§ Tasks for this exercise:
1. Rewrite the part of the article on the Twin Cities nurses' strike vote starting with "Ashley Christensen knows" and going on through "to be done.", replacing "young nurse" with "new nurse".
2. Write the next few paragraphs of the article on the Twin Cities nurses' strike vote, picking up after its final sentence.

Ashley Christensen knows what's at stake Monday when Twin Cities nurses take a strike vote -- for her patients, for her profession and for herself.
That's why the young nurse says she'll do what needs to be done.
"The hospitals have put us in a corner," she said. "The response is fight or flight. We have to fight."
Christensen is one of 12,000 nurses set to vote Monday on whether to authorize an open-ended strike at 14 Twin Cities hospitals, as both sides remain mired in the most contentious nursing contract dispute in a quarter century.
The nurses began voting at 6 a.m. and balloting remains open until 8:30 p.m. They can vote at one of two locations: Park Center High School in Brooklyn Park and the Minnesota Nurses Association headquarters in St. Paul. If at least 66 percent vote yes, they would need to give the hospitals a minimum of 10 days' notice but could strike anytime after that.
The vote follows a 24-hour walkout on June 10. It was the biggest -- and also shortest -- walkout in U.S. nursing history, but it failed to get the hospitals to budge.
"It's important for each side to show how strong they are to test how strong the other side is," said Aaron Sojourner, who teaches labor relations at the University of Minnesota's Carlson School of Management.
Both sides flexed their muscle during the one-day strike: the nurses by making good on their threat to walk and the hospitals by flying in 2,800 replacements and staying open for business.
Now they're raising the stakes.
"This is serious now," Sojourner said. "Everybody has a lot to lose if it comes to a long strike -- the hospitals because of the disruption and their reputation, the nurses who care about patient care, and the public has a big stake, too. Both parties recognize that they have an interest in reaching an agreement before they reach the point of no return."

§ Listed entries:
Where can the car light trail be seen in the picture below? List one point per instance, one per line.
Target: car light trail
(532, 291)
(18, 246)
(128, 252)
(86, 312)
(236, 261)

§ Exercise responses:
1.
Ashley Christensen knows what's at stake Monday when Twin Cities nurses take a strike vote -- for her patients, for her profession and for herself.
That's why the new nurse says she'll do what needs to be done.

2.
'No benefit to a strike'
Union negotiators, who last week offered to modify their contract proposal and resume talks, have told members they need a strong strike vote for leverage at the bargaining table. The hospitals have agreed to restart talks, but only on the condition that the nurses agree not to strike before July 31, a condition rejected by the union. No new talks are scheduled.
"There is no benefit to a strike and we saw that on June 10," said Maureen Schriner, a spokeswoman for the hospitals. "We need to have contract negotiations that recognize the reality of the health care environment."
From the start, the biggest sticking point has been staffing ratios. The nurses want set ratios that would limit how many patients may be assigned to each nurse, saying they are stretched to the point that patients are endangered. The hospitals say they want more flexibility to move nurses where they are needed, citing economic pressures.
The nurses also initially sought pay raises of 3.5 percent to 4 percent for each of three years but say that's since been modified. The hospitals propose annual raises of 0, 1 and 2 percent, plus cuts to pension and health benefits.
The last time Twin Cities nurses conducted a major walkout was 1984, the year Christensen was born. The nurses stayed out for five weeks, forcing hospitals to rely on replacement nurses to stay open, before the hospitals capitulated with better working conditions.
The granddaughter of a nurse, Christensen says she's wanted to be a nurse as far back as she can remember.
But when she graduated from nursing school in 2007, none of the hospitals was hiring. Finally, after waiting a year, she got a job at Children's Hospital in Minneapolis.
She says she loves her job, especially when her young patients walk in and recognize her. But she also feels stretched thin and would like more help at the bedside. She sees this as a battle between the bean counters and professionals like her.
"The hospitals are out to get us," she said. "They want to define nursing."
Nurses stress staffing
Like many of the nurses on the picket line last week, Christensen argued it's not about the money.
"We don't really care about the wage increases," she said. "We're really concerned about staffing, about infections and contagious disease."
The nurses' proposal also includes better hospital preparations for emergencies and disease outbreaks such as H1N1.
She knows a strike is risky not just for her patients but for herself. She's not married and doesn't have kids, but there's still rent to pay. Her friends, many of whom are community organizers, support her.
Her family has a lot of questions, she said: "My mom is worried if I'm not getting a paycheck every two weeks [but] she supports everything I do."
The union has posted information on its website on how to manage financially during a strike, including advice on calling banks, utilities and other creditors to work out payment arrangements and on where to get health insurance if coverage runs out before the strike is over.
Aarin Nolte, another young nurse at Children's, just bought a home with her husband. They have mortgage and car payments.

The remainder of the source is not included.